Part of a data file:
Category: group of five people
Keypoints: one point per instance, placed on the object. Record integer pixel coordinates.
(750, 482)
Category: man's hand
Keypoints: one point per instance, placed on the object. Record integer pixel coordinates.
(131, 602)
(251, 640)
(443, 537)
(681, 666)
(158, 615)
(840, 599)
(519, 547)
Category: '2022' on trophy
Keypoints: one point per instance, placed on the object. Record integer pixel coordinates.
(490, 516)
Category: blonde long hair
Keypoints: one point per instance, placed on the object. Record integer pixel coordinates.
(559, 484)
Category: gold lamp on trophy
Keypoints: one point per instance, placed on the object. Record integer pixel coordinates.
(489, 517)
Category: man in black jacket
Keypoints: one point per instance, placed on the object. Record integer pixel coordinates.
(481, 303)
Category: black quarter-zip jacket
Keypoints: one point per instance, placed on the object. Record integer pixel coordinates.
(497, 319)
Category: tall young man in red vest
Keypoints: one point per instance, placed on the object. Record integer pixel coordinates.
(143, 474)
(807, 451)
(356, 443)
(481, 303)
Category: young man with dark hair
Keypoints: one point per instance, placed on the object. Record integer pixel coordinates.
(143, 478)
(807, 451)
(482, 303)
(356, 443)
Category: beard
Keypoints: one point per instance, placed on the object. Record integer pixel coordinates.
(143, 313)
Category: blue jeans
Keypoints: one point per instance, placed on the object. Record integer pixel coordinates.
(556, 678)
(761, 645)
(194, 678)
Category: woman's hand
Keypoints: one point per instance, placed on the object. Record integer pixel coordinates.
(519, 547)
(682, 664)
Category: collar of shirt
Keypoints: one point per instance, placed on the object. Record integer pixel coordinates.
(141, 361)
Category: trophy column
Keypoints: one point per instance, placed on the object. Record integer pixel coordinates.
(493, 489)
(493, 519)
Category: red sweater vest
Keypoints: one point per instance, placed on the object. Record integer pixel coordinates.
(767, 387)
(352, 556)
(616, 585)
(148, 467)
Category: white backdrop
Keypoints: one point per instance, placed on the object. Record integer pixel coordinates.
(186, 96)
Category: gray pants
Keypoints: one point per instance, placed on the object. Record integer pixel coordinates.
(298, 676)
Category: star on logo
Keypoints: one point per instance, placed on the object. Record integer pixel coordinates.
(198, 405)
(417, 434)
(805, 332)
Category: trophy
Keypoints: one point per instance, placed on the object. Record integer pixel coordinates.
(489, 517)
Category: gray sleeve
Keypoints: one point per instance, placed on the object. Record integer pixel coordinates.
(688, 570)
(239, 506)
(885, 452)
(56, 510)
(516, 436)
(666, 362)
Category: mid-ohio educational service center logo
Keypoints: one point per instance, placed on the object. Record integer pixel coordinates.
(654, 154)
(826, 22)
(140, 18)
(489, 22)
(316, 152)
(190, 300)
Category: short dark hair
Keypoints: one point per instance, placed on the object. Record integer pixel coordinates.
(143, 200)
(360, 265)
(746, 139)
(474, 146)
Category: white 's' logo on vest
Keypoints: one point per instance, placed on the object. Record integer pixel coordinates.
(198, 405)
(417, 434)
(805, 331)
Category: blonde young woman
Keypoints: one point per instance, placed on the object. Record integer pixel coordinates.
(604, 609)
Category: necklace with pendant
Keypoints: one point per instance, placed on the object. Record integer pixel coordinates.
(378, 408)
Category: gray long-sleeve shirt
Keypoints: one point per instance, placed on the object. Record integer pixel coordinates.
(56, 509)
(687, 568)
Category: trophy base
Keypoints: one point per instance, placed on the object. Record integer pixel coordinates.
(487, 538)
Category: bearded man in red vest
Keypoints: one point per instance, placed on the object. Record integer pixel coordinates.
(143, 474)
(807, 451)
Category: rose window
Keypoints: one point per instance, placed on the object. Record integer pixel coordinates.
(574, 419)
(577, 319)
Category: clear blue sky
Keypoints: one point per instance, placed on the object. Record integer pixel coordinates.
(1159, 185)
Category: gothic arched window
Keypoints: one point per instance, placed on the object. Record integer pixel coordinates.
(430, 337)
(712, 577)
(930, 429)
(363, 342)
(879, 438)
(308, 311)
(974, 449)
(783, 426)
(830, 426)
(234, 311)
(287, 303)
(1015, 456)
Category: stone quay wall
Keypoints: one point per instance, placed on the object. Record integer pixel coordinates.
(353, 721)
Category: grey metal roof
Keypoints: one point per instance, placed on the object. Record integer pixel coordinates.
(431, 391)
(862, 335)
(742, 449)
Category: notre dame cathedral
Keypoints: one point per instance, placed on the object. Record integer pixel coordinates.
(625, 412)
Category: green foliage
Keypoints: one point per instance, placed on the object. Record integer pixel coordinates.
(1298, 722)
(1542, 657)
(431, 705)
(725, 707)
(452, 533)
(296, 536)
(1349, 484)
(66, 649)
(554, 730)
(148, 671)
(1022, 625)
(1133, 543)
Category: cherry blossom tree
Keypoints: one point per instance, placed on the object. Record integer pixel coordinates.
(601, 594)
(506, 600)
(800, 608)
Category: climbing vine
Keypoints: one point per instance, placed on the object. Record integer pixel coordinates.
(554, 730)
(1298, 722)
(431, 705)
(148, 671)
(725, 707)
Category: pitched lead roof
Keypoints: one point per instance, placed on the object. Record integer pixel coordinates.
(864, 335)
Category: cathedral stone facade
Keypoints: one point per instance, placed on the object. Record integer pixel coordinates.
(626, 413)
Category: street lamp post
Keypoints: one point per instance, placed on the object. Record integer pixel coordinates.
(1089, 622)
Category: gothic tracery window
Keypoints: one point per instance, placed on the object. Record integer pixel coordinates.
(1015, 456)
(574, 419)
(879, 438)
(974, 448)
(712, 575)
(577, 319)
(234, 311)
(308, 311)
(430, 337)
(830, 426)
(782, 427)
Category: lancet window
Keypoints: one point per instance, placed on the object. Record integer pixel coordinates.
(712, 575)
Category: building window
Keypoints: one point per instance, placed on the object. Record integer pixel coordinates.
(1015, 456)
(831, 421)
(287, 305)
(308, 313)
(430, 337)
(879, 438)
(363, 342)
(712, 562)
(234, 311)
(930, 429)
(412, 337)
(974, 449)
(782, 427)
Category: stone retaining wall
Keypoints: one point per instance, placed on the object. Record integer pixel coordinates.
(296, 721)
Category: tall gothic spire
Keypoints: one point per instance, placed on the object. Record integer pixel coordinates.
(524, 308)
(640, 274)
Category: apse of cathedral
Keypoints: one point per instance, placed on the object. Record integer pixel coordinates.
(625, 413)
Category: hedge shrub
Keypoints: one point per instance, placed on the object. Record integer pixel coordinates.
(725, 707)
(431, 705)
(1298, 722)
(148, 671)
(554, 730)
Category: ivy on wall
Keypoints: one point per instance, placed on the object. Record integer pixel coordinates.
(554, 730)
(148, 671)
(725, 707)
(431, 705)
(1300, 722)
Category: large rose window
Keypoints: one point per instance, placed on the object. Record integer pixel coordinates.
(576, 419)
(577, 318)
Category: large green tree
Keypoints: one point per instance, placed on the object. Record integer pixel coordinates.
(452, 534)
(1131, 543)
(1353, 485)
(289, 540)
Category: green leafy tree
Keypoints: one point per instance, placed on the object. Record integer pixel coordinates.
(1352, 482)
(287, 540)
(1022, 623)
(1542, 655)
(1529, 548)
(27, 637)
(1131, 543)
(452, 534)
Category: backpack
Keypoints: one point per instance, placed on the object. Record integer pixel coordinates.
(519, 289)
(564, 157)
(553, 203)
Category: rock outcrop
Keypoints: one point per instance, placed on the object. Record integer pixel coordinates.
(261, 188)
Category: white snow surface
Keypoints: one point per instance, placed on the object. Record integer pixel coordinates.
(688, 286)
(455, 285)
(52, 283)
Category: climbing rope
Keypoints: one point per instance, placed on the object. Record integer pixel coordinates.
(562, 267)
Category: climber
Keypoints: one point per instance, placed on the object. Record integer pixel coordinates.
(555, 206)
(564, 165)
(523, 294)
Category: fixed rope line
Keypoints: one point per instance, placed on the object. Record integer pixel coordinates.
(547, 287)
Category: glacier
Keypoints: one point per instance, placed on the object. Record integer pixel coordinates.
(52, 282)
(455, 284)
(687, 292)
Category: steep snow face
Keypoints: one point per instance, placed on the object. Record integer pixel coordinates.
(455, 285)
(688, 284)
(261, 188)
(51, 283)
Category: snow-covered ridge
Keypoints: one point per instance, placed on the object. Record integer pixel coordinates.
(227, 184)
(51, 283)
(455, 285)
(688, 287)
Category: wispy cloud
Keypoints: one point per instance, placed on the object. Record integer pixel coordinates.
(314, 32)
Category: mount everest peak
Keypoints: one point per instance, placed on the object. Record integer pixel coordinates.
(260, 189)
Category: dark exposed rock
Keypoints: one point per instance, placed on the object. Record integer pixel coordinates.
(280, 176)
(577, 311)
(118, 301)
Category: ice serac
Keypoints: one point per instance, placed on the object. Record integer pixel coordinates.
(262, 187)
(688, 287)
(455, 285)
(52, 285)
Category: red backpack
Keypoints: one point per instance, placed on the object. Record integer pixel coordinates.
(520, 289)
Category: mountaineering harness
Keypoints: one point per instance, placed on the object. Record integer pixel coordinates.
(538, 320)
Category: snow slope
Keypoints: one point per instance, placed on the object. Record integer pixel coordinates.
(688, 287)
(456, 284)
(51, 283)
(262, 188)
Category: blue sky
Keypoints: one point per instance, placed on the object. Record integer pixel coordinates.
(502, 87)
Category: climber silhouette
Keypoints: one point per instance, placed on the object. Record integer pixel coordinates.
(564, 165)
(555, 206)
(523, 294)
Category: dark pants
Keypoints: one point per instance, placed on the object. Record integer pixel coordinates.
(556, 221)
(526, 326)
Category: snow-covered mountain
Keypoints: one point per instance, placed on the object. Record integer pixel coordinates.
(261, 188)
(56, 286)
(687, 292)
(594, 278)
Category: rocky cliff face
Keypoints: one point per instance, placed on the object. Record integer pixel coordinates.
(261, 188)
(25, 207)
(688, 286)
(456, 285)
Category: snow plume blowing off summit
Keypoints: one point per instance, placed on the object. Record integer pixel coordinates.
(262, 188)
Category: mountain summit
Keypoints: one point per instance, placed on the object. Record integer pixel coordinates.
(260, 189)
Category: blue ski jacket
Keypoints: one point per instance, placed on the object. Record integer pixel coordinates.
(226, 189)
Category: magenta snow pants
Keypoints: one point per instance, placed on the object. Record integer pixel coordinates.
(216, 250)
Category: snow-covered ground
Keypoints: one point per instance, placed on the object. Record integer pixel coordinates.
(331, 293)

Problem statement >> Give the rows as a two-column CSV, starting with the line that contains "Category: blue ski jacket" and going on through the last row. Name the columns prompt_text and points, put each category line with its keypoints line and their coordinates on one line, and enclose each field in quotation marks, with line breaks turned into spaces.

Exercise output >>
prompt_text,points
"Category: blue ski jacket Keypoints: one point per instance, placed on the object. Record integer pixel coordinates.","(226, 189)"
"Category: magenta snow pants Keypoints: one point per instance, placed on the object. Record integer pixel coordinates.","(216, 250)"
"Category: snow-covered ground Keypoints: one point per instance, placed on the object. Record integer pixel coordinates.","(331, 293)"